▶ _SET EXERCISE_
Display every line below that contains the word "point". Copy each such line in full.

▶ _EXERCISE INPUT_
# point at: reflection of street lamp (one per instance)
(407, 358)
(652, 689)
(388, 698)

* * *

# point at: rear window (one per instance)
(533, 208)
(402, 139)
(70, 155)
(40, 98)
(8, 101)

▶ _CORRECT RESPONSE_
# point at: reflection of street lamp (one per instance)
# point at: rear window (one per instance)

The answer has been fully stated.